Alexander begins with some of the varied features of animal flight — speed, height, distance, size, possible vertical takeoff, combination with swimming and sex and combat and eating — and a brief introduction to phylogenetics, to how we analyse relationships between different groups of organisms.
A survey of some of the similarities and differences between fliers emphasizes the constraints of biomechanics: the importance of "control systems", trade-offs in stability versus maneuverability and in speed versus range, and different approaches to wing design. It may have been for something other than flight, but "in order to evolve a wing in the face of historical constraints, natural selection must have acted on some structure that had at least slightly wing-like properties, perhaps a larger surface area or something extending out on each side of the body". Birds use modified arms and feathers, bat wings are supported by hand and finger bones, and pterosaur wings were supported by enormous fingers along with membrane stiffeners; in contrast, insect wings are not modified limbs.
Next comes an introduction to the basic mechanics of flight, looking at lift, drag and the drag-lift ratio, gliding and flapping, and the importance of scaling and size.

________________

*Exercise*: Update the animal flight passage from "Next comes an" up to and including "scaling and size." by writing that stretch out again with "fundamental mechanics" in place of "basic mechanics".

*Data*:

________________

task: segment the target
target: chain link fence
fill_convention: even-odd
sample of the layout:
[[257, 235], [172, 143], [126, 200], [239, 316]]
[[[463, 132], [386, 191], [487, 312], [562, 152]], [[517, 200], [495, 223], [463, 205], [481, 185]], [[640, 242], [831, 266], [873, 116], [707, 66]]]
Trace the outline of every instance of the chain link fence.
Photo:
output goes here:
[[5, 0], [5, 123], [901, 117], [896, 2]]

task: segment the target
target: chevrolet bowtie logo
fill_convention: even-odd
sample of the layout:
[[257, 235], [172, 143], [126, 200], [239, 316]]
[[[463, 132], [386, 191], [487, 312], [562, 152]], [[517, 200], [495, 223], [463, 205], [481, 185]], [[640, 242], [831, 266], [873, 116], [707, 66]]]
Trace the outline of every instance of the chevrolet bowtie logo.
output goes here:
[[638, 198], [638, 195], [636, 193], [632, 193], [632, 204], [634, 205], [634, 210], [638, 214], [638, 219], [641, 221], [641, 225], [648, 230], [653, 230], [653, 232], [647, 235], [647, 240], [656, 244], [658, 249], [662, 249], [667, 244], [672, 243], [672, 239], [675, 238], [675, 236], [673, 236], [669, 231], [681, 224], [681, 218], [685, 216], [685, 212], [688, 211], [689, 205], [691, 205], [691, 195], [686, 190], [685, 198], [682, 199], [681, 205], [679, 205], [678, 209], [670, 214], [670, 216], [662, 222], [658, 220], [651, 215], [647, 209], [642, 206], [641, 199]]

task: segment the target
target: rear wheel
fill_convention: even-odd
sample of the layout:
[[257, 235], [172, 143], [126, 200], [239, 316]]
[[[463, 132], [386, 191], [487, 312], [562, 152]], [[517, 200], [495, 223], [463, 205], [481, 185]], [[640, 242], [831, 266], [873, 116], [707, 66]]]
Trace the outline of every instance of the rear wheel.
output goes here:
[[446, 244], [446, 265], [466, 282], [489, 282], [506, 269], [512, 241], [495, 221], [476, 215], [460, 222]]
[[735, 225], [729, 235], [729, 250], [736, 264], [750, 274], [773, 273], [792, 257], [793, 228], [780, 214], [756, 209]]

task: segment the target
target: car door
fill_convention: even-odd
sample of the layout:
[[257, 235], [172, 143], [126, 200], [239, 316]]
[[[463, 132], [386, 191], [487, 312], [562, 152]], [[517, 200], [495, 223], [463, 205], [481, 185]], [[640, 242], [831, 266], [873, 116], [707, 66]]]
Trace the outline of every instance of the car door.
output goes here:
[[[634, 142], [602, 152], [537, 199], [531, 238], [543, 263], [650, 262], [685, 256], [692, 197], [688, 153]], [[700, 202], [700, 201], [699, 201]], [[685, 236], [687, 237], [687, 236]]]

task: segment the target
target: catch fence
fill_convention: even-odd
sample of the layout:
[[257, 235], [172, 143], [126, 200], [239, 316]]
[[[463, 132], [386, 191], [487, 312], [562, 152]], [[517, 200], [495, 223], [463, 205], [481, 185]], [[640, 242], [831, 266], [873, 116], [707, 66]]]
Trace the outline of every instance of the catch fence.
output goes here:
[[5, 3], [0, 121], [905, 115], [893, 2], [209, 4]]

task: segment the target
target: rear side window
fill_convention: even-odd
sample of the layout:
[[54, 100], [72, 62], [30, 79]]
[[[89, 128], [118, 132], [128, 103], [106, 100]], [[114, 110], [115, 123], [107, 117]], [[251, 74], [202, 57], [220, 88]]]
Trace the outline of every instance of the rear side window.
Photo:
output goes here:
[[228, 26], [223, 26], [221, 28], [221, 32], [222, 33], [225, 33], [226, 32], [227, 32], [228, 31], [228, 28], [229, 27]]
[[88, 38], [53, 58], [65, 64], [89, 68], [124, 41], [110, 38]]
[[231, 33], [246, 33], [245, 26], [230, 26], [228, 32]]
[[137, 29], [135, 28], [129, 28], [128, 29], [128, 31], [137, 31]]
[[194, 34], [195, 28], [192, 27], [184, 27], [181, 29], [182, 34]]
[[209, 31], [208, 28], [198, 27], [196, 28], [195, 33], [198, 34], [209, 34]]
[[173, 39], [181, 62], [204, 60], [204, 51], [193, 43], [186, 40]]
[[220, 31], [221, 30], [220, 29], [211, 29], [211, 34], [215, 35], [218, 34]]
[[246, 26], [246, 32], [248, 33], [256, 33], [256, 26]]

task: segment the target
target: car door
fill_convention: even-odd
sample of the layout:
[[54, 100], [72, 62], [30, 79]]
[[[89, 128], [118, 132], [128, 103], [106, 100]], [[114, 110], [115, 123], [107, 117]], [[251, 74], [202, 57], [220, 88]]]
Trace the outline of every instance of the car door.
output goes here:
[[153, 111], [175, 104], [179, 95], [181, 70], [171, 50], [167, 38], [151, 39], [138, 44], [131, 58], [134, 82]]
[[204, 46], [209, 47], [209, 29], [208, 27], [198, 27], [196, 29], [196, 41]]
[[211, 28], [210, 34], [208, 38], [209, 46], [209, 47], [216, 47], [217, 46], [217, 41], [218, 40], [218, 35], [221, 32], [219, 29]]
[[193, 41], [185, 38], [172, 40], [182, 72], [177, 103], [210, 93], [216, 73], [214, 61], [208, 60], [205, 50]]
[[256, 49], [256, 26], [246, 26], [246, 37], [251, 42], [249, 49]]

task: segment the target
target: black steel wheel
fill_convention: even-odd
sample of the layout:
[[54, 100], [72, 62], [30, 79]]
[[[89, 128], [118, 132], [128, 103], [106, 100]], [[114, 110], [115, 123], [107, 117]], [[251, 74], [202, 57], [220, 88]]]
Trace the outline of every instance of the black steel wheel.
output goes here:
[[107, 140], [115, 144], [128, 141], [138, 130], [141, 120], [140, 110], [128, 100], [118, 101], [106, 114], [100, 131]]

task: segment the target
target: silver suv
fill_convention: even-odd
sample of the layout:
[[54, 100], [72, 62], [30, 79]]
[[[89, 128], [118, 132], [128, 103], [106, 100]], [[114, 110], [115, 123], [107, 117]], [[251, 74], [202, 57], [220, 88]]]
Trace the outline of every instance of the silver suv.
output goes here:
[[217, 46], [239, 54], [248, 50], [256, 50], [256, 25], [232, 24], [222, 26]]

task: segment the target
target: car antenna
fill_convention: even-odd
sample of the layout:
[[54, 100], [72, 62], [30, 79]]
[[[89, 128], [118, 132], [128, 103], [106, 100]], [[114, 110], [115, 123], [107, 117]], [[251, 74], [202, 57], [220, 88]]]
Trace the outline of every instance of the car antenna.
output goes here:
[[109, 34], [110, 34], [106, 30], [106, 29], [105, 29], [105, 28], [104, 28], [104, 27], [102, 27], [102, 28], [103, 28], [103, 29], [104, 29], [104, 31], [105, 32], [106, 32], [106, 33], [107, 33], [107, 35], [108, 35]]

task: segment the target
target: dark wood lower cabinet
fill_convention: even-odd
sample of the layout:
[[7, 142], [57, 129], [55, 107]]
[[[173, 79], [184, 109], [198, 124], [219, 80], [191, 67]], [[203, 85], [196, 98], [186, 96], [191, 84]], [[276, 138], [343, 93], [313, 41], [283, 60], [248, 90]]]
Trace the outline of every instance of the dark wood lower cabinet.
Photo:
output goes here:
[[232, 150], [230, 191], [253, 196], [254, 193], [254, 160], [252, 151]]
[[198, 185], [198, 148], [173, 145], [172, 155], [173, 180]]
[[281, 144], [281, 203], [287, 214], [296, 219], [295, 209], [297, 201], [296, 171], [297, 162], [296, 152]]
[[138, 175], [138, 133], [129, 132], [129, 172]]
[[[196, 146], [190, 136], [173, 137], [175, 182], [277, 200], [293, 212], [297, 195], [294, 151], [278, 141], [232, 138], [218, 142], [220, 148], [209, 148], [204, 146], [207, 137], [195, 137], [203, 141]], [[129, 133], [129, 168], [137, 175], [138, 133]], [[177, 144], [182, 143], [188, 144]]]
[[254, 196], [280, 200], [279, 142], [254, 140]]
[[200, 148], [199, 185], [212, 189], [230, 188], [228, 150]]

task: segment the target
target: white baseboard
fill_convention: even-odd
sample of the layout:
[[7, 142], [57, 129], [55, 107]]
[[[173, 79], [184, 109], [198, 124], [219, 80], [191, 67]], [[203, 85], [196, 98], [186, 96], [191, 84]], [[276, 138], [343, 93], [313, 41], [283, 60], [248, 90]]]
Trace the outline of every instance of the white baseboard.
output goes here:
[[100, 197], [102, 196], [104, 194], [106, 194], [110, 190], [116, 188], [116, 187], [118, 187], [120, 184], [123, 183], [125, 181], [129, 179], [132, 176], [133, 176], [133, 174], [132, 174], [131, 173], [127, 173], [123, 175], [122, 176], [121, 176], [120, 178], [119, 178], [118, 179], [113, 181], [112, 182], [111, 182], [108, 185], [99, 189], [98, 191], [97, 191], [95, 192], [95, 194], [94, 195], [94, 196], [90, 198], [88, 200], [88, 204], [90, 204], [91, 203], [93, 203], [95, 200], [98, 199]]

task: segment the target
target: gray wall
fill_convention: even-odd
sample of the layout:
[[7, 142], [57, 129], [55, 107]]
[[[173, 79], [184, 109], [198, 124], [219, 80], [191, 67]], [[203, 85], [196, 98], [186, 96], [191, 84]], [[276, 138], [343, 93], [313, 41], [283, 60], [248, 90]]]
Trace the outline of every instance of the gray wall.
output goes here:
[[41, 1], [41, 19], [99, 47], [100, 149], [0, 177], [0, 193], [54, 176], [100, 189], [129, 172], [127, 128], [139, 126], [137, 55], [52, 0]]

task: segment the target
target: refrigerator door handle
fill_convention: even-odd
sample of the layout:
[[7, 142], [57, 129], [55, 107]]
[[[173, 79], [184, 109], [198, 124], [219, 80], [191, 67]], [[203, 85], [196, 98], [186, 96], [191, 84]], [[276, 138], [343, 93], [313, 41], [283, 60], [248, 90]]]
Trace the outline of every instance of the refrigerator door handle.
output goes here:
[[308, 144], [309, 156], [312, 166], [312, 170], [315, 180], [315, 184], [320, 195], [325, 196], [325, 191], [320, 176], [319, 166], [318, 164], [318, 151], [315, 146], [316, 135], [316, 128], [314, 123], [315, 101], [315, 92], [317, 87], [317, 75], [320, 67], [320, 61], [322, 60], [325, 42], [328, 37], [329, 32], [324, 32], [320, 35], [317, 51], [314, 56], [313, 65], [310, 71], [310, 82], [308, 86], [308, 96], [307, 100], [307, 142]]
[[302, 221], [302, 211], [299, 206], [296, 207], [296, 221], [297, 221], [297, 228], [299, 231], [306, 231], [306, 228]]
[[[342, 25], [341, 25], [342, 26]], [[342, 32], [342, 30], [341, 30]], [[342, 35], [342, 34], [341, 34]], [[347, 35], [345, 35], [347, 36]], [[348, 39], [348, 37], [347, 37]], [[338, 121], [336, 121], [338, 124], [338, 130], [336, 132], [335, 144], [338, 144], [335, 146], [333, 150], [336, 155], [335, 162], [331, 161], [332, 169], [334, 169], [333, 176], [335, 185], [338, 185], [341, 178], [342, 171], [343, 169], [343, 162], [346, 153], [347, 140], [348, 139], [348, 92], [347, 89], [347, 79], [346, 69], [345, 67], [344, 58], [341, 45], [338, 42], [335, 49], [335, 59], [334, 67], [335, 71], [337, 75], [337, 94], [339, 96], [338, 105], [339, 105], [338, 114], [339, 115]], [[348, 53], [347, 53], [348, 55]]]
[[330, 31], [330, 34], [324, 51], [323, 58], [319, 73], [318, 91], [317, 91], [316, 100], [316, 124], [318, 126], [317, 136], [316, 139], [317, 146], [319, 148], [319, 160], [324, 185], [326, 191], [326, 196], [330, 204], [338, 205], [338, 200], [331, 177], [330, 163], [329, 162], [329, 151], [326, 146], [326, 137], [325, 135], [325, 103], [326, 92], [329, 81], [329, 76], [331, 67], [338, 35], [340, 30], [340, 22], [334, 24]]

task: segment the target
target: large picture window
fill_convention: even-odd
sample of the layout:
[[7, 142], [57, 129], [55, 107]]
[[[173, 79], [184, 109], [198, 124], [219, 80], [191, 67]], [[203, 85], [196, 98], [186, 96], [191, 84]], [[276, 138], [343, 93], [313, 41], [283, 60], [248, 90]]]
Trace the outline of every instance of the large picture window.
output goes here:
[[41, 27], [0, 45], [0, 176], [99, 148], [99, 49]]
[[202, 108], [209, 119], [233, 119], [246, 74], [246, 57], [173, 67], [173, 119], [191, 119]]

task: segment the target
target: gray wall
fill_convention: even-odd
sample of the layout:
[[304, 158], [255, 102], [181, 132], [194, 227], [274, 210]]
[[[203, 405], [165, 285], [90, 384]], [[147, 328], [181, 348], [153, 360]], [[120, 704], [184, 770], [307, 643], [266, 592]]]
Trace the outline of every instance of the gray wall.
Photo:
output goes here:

________________

*Answer for the task*:
Next comes an introduction to the fundamental mechanics of flight, looking at lift, drag and the drag-lift ratio, gliding and flapping, and the importance of scaling and size.